*To-do list*:
A: Check each statement against the article on The Capitol Studios Sessions album and answer yes or no, quoting the deciding words: (i) Larry Klein produced the album. (ii) The album was recorded at a studio in Nashville. (iii) Capitol Records released the album.
B: Pick up the article on The Capitol Studios Sessions album where it stops, and continue it.

Studio album by Jeff Goldblum & the Mildred Snitzer Orchestra
- Released: November 9, 2018
- Studio: Capitol (Hollywood)
- Genre: Jazz
- Length: 57:20
- Label: Decca
- Producer: Larry Klein

Jeff Goldblum & the Mildred Snitzer Orchestra chronology
|  | The Capitol Studios Sessions (2018) | I Shouldn't Be Telling You This (2019) |

= The Capitol Studios Sessions =

2018 studio album by Jeff Goldblum & the Mildred Snitzer Orchestra

The Capitol Studios Sessions is the debut studio album by Jeff Goldblum & the Mildred Snitzer Orchestra, released by Decca Records on November 9, 2018. The jazz album was produced by Larry Klein; guest performers include Till Brönner, Imelda May, Haley Reinhart, and Sarah Silverman.

(A run of records)
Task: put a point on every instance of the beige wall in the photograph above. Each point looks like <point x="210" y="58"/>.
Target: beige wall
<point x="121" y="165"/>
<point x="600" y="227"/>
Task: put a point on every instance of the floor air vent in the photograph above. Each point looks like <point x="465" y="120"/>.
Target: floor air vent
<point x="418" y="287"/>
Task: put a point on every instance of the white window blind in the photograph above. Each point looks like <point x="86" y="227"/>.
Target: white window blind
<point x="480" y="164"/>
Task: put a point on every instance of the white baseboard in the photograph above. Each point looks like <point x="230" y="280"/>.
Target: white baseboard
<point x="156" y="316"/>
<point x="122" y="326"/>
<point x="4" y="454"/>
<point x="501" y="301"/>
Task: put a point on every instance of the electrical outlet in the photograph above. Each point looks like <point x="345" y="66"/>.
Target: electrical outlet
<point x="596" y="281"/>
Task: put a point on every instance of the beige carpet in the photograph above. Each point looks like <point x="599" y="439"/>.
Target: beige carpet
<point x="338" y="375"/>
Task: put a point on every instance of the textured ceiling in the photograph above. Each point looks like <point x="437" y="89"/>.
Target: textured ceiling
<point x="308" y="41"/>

*Outputs in order*:
A:
(i) Yes: "The jazz album was produced by Larry Klein"
(ii) No: "Studio: Capitol (Hollywood)"
(iii) No: "released by Decca Records on November 9, 2018"

B:
==Promotion==
"Cantaloupe Island" and "My Baby Just Cares for Me", released in September 2018, served as promotional singles. The group and Haley Reinhart performed "My Baby Just Cares for Me" on Jimmy Kimmel Live! and "Straighten Up and Fly Right" with Imelda May on The Graham Norton Show in October 2018. Tour dates included David Lynch's Festival of Disruption in Los Angeles in October, followed by a few concerts in Europe in November 2018.

==Reception==

The album has a score of 66 out of 100 at Metacritic, indicating generally favorable reviews.
The Independent rated the album three out of five stars.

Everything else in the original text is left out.